* _Quoted passage_
------------------------------------------------------------

Montrose Couple Opens Custom Furniture Store on Main Street
by Beverly Corbell
Oct 17, 2011 | 2273 views | 0 0 comments | 9 9 recommendations | email to a friend | print
DREAM STORE — Adam and Yesenia Duncan worked for years toward establishing their own showroom of custom made furniture, and now their dream has come true with the opening last month of A+Y Designs on East Main Street. (Photo by Beverly Corbell)
DREAM STORE — Adam and Yesenia Duncan worked for years toward establishing their own showroom of custom made furniture, and now their dream has come true with the opening last month of A+Y Designs on East Main Street. (Photo by Beverly Corbell)
Preparations for New Store Took Eight Years

MONTROSE – Opening their own custom furniture store is a dream come true for Adam and Yesenia Duncan, who planned and worked for years before opening A+Y Design Gallery at 513 East Main Street last month. The store will have its grand opening on Saturday.

Adam, a Montrose native, makes all the furniture and Yesenia runs the business side, but the dream started years ago where they met in Greeley, and when they had only been dating for a few months.

“We saw a log furniture store and I said I would love to have a shop like that,” Adam said. “Yesenia said, ‘Well, why don’t you?’ She’s good at holding you accountable like that.”

------------------------------------------------------------

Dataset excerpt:
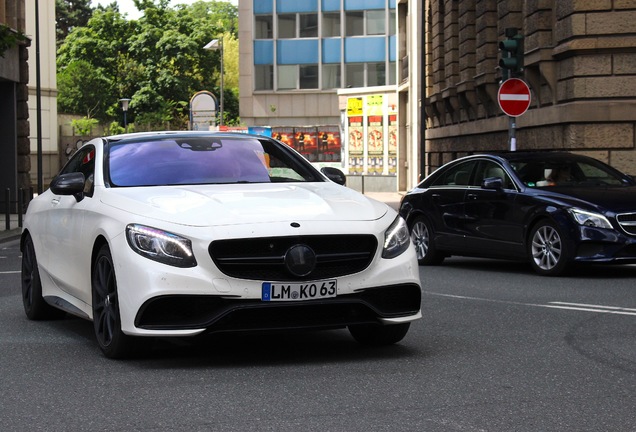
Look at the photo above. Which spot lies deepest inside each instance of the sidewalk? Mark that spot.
(391, 198)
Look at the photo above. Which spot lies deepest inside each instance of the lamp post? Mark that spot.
(124, 107)
(214, 45)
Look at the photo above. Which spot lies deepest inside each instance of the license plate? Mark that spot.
(283, 291)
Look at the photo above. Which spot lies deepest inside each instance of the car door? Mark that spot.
(446, 205)
(65, 224)
(493, 223)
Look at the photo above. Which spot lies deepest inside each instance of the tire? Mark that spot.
(547, 249)
(106, 317)
(35, 307)
(422, 238)
(379, 335)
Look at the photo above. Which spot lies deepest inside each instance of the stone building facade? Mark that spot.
(580, 64)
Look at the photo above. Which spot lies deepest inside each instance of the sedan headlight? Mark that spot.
(396, 239)
(590, 219)
(161, 246)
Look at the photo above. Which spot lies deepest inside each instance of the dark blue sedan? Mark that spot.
(550, 209)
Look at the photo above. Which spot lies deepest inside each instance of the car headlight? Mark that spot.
(396, 239)
(590, 219)
(161, 246)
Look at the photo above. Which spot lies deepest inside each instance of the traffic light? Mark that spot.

------------------------------------------------------------

* _Challenge 1_
Please decide whether each statement agrees with the furniture store article, answering yes or no and quoting the words of the article that settle it: (a) The store is located at 513 East Main Street. (b) Yesenia makes all the furniture. (c) The couple met in Montrose.
* _Challenge 2_
Extend the furniture store article from its final quoted sentence onward, keeping its news style.
The listing is separate material and is not part of the furniture store article.

* _Response 1_
(a) Yes: "opening A+Y Design Gallery at 513 East Main Street last month"
(b) No: "Adam, a Montrose native, makes all the furniture and Yesenia runs the business side"
(c) No: "where they met in Greeley"

* _Response 2_
That was more than eight years ago, but the couple never gave up their dream, which really began as sort of a hobby than a job, said Adam said, who learned his craft from many different sources, including an apprenticeship at a cabinet making shop.

They started out by selling their custom furniture at other area outlets, but finally decided they had enough inventory to open their own business.

Adam doesn’t make traditional log beds, but rather takes it to a higher level. A sample of his work is a king sized bed in the middle of the showroom made of tiger maple with reclaimed white oak in the center of the headboard. Another large piece is a nine-foot, six-inch dining table made of black walnut. When you look closely at both, you see the craftsmanship in wooden pegs called tenon pins as well as intricate inlays.

“I like to work one-on-one on the basics with a customer, to talk about what they feel the piece should be, and then create it,” he said. “There are no limitations to what we can design.”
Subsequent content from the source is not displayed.